> [Aim of the task] Output as a JSON list of strings the part of the material that opens with the line containing "Batch job #4201 — class label: croissant." and closes with the line containing "[0, 0, 233, 141]", both included, with one string per line and blank lines omitted.

=-=-=

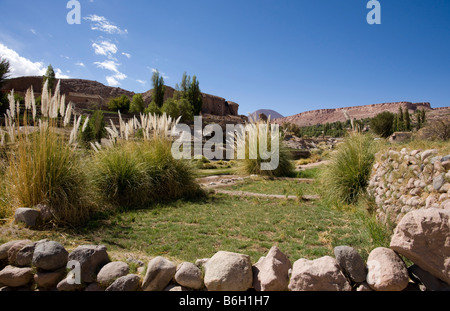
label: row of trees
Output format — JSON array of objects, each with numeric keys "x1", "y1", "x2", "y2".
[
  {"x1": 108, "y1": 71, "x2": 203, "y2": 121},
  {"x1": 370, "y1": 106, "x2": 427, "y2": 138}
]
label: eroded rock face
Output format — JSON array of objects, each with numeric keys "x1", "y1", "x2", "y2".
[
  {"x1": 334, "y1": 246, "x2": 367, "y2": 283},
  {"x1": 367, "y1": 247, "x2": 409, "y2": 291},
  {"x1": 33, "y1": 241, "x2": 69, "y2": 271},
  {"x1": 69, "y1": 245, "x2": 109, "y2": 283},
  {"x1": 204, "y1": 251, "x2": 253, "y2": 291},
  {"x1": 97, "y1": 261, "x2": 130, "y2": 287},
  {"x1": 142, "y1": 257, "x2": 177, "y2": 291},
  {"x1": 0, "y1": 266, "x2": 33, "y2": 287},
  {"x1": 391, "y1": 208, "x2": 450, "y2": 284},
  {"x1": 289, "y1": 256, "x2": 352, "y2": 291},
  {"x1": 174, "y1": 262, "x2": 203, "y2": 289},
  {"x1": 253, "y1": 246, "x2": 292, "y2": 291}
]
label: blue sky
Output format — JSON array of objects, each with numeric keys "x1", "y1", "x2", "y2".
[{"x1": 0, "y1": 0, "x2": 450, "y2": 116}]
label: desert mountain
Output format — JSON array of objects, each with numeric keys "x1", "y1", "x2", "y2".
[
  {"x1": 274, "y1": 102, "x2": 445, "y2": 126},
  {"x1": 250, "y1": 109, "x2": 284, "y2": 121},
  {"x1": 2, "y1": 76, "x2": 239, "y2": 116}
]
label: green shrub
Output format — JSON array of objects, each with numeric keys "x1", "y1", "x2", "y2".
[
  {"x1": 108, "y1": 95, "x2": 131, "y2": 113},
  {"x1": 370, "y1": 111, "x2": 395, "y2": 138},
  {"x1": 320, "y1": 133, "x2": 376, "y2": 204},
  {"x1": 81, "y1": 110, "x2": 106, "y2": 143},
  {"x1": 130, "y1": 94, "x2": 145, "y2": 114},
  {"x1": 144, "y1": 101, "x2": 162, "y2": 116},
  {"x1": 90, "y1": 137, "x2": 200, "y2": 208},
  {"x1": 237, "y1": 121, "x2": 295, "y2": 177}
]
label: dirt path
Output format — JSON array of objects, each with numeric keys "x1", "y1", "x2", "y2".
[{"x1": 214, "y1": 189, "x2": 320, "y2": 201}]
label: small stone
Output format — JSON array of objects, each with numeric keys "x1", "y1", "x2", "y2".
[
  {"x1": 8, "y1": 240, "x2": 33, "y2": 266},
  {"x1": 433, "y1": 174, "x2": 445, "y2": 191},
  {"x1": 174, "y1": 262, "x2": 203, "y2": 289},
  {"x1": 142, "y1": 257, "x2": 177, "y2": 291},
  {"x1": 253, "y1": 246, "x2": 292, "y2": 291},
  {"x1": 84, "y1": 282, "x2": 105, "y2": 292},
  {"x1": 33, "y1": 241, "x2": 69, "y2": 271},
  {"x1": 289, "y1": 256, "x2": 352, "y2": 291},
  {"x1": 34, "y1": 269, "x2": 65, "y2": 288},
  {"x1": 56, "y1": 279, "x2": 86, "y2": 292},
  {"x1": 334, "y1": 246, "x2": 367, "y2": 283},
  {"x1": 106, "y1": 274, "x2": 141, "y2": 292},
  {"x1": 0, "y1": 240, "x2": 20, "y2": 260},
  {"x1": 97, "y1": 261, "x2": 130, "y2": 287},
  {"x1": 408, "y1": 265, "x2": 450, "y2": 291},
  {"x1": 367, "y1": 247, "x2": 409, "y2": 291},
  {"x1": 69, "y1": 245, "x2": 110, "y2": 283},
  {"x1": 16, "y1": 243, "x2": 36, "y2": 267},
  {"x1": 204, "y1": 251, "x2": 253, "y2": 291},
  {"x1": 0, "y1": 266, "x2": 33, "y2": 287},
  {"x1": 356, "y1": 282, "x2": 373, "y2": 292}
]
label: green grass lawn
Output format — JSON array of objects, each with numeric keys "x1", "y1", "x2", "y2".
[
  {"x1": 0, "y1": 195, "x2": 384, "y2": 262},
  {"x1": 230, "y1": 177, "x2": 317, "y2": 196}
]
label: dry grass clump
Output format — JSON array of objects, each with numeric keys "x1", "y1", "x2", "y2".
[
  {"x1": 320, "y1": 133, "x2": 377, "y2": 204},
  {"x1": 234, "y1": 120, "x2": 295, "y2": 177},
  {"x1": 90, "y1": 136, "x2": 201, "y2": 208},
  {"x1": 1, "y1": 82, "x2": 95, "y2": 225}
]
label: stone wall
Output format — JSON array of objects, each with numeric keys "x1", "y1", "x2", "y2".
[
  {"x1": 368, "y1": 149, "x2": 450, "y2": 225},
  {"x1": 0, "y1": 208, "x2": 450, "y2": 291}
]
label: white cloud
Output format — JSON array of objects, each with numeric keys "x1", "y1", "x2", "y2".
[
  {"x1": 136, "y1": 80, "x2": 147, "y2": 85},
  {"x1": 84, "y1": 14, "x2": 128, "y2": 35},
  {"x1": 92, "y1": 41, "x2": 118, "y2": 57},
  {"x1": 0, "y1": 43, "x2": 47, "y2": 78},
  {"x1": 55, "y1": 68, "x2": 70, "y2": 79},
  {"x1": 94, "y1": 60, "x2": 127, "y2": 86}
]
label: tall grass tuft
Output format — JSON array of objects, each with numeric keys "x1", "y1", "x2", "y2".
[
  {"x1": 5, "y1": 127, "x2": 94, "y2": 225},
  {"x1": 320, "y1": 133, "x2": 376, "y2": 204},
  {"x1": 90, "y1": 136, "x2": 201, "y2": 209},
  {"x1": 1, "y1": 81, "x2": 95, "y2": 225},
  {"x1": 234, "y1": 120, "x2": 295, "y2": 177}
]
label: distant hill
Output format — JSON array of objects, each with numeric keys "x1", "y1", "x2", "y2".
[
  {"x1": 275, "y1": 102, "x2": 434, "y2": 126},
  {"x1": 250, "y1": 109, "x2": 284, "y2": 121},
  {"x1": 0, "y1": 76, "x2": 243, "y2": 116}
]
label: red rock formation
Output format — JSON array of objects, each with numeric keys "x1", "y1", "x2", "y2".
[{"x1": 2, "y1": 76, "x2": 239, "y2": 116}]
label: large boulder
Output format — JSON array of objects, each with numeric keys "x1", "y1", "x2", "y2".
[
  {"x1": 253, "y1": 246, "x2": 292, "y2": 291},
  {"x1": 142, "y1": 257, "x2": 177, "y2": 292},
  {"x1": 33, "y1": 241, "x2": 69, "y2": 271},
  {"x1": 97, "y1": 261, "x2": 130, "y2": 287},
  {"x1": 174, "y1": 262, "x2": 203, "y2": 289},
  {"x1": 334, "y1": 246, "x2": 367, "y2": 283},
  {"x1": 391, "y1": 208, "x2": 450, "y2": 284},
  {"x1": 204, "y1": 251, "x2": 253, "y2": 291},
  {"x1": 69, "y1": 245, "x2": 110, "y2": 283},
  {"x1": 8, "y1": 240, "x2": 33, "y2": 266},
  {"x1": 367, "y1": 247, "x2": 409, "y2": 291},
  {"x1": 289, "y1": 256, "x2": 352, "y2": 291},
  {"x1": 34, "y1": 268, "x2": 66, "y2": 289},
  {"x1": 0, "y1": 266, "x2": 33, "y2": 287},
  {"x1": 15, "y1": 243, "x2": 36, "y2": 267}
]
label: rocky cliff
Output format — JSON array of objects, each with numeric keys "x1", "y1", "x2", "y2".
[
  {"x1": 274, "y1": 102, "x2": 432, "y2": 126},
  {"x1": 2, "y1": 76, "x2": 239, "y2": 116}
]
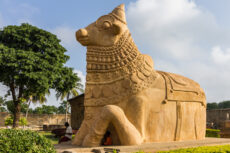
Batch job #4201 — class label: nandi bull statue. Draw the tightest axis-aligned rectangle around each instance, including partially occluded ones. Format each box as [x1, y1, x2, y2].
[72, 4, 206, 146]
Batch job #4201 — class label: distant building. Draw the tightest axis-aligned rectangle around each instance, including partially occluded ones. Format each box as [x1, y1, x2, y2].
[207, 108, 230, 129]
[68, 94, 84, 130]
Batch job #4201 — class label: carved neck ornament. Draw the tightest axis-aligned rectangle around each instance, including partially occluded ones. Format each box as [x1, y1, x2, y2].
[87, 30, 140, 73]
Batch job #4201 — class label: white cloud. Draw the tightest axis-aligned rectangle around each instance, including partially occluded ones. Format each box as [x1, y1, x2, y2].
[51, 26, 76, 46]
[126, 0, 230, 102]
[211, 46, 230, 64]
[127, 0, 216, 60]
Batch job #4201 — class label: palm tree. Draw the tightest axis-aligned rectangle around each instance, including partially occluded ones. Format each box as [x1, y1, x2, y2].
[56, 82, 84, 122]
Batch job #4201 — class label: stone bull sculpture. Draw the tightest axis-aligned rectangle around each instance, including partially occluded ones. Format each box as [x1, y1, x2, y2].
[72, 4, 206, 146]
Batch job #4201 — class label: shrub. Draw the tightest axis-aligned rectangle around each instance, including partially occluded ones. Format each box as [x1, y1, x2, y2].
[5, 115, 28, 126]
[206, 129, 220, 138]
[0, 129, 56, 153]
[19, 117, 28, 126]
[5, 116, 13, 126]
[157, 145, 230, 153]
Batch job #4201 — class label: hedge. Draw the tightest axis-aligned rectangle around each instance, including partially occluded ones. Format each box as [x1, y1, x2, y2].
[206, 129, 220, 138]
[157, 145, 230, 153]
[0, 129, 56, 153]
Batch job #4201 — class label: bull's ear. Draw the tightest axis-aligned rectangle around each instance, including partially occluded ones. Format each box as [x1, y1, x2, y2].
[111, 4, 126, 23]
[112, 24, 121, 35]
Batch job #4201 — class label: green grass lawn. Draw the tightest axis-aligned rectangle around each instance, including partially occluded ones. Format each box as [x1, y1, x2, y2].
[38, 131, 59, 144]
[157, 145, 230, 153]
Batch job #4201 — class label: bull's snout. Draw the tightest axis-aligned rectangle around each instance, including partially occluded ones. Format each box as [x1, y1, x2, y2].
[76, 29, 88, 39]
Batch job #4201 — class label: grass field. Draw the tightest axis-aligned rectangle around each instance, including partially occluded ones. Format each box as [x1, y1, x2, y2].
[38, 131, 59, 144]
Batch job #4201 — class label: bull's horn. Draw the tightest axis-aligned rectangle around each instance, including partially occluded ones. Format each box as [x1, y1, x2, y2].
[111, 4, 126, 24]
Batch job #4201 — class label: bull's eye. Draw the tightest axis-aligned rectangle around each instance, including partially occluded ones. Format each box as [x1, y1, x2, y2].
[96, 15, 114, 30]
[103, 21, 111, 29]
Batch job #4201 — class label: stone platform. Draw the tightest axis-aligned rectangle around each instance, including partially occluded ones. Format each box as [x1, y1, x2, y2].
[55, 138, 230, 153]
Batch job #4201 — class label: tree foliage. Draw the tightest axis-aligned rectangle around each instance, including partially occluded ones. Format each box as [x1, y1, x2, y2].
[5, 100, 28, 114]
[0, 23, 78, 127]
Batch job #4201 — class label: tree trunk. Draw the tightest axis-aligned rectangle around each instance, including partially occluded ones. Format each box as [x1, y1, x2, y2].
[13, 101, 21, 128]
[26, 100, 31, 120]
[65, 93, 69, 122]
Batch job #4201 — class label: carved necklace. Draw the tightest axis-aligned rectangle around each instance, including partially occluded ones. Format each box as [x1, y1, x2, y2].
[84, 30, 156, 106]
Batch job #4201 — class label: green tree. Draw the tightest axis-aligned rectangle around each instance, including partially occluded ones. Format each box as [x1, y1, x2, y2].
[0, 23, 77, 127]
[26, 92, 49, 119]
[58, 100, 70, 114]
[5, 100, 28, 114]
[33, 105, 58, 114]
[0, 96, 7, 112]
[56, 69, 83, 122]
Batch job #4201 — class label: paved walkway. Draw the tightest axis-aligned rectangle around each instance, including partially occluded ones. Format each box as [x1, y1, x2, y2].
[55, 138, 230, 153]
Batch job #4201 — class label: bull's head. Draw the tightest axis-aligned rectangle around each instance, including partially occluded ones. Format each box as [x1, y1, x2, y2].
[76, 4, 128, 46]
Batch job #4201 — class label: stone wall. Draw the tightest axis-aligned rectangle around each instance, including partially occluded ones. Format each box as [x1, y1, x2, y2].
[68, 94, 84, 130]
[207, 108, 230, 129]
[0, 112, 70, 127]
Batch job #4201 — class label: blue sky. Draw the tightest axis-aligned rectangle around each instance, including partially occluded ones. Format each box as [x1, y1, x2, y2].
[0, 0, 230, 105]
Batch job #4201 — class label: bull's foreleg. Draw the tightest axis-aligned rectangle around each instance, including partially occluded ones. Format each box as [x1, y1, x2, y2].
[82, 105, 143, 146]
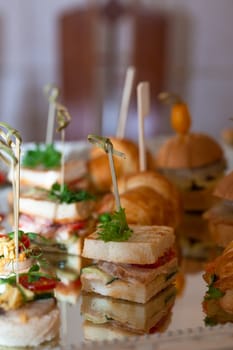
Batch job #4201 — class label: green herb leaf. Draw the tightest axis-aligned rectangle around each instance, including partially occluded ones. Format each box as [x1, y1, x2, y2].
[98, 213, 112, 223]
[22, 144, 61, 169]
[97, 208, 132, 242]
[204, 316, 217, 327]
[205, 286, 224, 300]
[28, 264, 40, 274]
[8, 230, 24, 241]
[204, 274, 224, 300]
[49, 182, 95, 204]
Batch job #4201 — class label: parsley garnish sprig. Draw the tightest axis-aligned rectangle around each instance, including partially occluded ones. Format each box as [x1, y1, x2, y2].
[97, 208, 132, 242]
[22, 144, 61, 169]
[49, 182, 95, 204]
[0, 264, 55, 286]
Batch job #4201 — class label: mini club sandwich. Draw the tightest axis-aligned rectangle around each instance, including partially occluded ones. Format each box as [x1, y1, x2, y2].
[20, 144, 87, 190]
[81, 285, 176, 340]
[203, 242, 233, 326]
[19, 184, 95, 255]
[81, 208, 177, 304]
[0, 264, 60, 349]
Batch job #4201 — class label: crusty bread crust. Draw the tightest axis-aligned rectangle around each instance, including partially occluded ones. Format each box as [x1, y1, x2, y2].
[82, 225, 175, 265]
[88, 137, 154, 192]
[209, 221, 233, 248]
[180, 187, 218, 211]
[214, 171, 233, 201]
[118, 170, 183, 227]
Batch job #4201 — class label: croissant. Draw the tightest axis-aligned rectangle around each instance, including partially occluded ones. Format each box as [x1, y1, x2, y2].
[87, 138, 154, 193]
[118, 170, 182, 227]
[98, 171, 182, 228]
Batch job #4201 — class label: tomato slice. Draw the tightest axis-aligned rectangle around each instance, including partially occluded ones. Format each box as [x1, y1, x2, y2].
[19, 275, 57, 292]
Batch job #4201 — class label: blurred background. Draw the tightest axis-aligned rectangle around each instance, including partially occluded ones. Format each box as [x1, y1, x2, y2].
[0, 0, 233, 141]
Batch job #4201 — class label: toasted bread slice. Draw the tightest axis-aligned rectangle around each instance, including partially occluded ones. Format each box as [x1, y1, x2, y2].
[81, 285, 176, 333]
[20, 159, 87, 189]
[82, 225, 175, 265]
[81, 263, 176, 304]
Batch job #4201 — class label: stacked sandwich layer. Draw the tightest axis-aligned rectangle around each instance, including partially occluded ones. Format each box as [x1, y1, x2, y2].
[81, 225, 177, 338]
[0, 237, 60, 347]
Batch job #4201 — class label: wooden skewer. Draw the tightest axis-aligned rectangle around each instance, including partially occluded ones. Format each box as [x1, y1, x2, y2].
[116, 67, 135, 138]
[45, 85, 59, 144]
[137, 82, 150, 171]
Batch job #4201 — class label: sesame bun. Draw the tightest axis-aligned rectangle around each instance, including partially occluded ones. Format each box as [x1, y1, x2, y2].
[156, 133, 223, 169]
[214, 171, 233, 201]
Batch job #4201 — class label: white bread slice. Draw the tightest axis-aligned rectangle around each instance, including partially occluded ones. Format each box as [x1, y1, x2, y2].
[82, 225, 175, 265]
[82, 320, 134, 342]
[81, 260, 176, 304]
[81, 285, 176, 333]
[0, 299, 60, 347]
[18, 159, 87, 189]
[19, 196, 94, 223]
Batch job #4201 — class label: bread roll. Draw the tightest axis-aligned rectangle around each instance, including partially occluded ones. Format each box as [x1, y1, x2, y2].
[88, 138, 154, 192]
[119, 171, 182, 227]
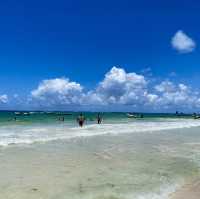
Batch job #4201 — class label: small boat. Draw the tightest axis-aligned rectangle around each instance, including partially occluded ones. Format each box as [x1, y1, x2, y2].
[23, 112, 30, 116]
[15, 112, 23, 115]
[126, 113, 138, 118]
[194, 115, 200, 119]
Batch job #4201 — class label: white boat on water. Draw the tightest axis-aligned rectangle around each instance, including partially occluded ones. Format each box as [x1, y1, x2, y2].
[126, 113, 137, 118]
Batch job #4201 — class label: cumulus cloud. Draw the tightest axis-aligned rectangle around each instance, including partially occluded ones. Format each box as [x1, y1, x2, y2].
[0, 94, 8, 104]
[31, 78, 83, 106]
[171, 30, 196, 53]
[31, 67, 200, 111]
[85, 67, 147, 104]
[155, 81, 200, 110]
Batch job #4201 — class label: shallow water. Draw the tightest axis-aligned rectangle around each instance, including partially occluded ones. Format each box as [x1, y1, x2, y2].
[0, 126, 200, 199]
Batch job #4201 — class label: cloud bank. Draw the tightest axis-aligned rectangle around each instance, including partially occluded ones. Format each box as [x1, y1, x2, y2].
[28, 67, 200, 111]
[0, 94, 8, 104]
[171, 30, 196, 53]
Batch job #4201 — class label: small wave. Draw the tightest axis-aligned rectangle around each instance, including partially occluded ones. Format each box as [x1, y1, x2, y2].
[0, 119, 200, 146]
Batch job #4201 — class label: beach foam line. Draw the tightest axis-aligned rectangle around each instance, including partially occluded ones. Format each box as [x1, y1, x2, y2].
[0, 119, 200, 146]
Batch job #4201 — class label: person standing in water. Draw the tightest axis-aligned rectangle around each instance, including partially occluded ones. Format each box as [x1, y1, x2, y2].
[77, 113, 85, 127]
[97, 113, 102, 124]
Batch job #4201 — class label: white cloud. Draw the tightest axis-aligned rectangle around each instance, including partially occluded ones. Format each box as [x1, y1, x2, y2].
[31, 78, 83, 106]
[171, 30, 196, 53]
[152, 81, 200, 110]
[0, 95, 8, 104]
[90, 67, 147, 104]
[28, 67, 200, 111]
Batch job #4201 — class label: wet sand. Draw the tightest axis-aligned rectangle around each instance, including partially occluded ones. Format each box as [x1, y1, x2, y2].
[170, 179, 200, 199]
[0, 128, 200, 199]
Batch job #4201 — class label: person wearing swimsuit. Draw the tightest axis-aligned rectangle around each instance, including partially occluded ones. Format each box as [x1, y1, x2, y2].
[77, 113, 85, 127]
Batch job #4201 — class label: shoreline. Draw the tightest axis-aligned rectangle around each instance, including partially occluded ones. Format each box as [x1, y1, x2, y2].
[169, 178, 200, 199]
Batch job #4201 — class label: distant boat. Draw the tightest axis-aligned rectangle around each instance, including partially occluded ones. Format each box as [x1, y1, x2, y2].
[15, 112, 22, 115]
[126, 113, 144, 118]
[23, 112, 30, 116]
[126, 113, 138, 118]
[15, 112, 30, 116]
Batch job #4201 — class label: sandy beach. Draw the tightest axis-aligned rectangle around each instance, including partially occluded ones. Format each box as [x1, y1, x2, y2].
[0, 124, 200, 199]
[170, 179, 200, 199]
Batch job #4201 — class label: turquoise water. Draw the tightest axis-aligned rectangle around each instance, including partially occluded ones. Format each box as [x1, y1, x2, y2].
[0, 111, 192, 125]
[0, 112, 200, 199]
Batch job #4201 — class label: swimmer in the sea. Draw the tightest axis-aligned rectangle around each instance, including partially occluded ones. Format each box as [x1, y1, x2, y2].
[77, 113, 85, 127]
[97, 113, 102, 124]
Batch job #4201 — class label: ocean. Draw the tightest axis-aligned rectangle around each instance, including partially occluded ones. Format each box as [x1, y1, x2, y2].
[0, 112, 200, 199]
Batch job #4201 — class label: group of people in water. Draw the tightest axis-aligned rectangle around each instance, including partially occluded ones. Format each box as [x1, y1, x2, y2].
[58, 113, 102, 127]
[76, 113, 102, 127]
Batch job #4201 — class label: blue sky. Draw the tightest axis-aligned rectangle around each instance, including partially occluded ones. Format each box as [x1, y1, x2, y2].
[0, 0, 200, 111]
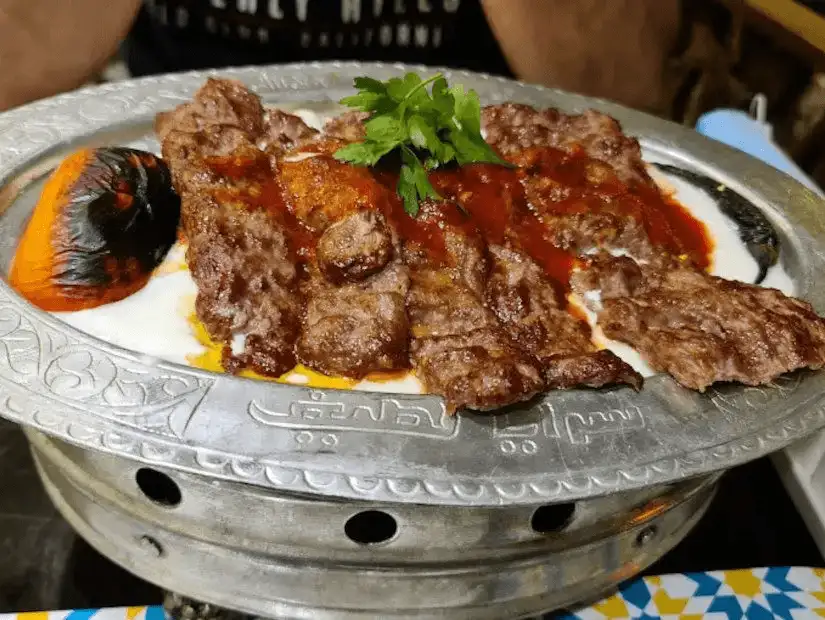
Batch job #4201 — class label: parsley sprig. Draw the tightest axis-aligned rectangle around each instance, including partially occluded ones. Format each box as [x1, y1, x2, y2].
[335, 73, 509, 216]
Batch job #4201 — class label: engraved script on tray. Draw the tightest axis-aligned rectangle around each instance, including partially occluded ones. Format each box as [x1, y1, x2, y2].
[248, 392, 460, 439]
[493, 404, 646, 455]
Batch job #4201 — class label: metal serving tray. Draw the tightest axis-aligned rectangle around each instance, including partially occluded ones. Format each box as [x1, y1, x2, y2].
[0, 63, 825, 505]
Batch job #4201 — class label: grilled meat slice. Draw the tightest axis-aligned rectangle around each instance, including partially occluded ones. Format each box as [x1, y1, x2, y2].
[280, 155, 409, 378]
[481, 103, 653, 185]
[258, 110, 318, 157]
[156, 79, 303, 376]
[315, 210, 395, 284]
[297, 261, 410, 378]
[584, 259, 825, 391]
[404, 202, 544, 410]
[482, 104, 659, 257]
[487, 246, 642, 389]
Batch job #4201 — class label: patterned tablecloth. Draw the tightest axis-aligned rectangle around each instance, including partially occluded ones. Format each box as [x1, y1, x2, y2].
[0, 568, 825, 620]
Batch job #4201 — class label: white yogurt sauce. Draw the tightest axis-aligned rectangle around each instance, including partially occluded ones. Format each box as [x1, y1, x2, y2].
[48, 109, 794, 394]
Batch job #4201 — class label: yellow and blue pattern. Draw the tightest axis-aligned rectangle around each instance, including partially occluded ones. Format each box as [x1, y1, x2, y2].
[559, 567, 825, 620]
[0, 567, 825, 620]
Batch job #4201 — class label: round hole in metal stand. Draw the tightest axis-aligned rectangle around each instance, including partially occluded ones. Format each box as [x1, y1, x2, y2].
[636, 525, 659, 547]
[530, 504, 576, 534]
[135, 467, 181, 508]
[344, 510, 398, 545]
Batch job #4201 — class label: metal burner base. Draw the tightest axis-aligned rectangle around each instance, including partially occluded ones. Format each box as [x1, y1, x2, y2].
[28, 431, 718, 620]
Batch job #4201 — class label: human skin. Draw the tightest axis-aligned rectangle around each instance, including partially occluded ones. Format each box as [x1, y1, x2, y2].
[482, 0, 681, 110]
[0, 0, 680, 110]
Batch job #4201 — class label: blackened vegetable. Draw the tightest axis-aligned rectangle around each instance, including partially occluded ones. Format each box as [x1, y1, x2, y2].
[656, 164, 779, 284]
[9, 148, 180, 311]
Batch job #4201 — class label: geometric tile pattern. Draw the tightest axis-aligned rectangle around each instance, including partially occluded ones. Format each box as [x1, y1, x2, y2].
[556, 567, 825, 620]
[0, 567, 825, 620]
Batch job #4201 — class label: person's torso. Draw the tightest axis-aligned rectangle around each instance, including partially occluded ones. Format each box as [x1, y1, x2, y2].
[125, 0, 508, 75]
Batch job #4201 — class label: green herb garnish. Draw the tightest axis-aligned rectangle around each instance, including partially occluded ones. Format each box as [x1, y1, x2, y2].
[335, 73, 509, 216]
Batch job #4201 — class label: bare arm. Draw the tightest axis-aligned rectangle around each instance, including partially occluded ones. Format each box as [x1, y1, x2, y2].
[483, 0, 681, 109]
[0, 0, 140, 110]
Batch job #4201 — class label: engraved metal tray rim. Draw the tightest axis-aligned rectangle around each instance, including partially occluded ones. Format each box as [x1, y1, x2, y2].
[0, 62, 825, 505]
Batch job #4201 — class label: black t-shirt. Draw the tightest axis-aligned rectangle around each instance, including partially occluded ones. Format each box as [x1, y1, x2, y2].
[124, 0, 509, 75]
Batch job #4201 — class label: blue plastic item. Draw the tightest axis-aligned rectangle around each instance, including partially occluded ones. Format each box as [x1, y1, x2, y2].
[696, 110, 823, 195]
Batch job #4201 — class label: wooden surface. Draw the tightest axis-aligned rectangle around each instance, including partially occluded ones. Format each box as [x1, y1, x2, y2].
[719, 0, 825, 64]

=-=-=

> [Written answer]
[
  "Batch job #4201 — class label: croissant. Draw the tightest axis-aligned rectangle around each instance, including partially occluded ones. Format each box as [x1, y1, x2, y2].",
  "[87, 138, 154, 193]",
  "[118, 170, 182, 227]",
  "[98, 171, 182, 228]",
  "Batch job #4201 — class label: tomato slice. Draw the tightest axis-aligned rectangle around each instance, including partially occluded ones. Format each box as [x1, y1, x2, y2].",
  "[19, 275, 57, 292]",
  "Batch job #4201 — class label: blurred background. Draw the tightest axis-aligned rectangle around each instance, including partially occluded ones. Format each box as [x1, y1, x2, y2].",
  "[0, 0, 233, 141]"
]